## Task to carry out
Count the lines in the items below that contain the string "instances", with case significant, and reply with the number alone.
══════════
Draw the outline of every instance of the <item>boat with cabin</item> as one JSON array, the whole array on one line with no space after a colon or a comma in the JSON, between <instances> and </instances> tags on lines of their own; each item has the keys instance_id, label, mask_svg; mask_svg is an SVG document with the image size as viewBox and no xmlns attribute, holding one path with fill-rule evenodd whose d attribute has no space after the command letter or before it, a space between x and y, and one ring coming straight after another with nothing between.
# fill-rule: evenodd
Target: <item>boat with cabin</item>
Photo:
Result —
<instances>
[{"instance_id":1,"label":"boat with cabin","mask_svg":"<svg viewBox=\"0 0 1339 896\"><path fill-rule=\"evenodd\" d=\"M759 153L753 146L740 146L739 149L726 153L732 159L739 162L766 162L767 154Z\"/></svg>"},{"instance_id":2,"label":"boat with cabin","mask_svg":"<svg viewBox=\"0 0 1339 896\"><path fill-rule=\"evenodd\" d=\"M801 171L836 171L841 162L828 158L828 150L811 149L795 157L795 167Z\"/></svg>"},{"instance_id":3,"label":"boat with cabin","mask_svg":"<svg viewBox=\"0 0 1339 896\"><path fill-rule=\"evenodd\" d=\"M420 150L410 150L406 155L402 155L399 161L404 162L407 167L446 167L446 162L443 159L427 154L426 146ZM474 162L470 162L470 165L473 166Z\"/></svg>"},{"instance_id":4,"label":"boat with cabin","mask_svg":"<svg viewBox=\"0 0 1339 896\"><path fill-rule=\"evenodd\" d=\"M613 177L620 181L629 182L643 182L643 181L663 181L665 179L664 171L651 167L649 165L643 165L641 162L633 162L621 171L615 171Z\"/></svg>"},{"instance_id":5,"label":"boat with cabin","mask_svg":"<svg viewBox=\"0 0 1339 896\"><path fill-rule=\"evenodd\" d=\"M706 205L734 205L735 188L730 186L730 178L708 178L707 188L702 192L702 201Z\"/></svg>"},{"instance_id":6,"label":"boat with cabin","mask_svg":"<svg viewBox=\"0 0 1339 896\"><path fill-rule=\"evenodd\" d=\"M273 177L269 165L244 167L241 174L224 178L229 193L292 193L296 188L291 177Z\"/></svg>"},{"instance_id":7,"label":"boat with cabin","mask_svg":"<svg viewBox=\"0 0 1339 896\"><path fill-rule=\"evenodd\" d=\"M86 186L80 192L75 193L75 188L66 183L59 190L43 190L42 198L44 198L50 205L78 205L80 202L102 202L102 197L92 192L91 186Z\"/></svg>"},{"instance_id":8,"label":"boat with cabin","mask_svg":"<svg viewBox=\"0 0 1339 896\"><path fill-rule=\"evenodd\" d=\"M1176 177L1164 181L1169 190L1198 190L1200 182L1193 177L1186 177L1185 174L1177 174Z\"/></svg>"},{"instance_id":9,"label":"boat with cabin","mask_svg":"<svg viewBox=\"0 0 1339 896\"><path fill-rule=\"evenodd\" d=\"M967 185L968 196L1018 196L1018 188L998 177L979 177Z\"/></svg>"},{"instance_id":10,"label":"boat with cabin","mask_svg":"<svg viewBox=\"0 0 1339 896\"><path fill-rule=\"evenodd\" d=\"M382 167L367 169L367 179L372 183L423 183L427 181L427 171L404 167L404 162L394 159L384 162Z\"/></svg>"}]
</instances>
══════════
## Task solution
3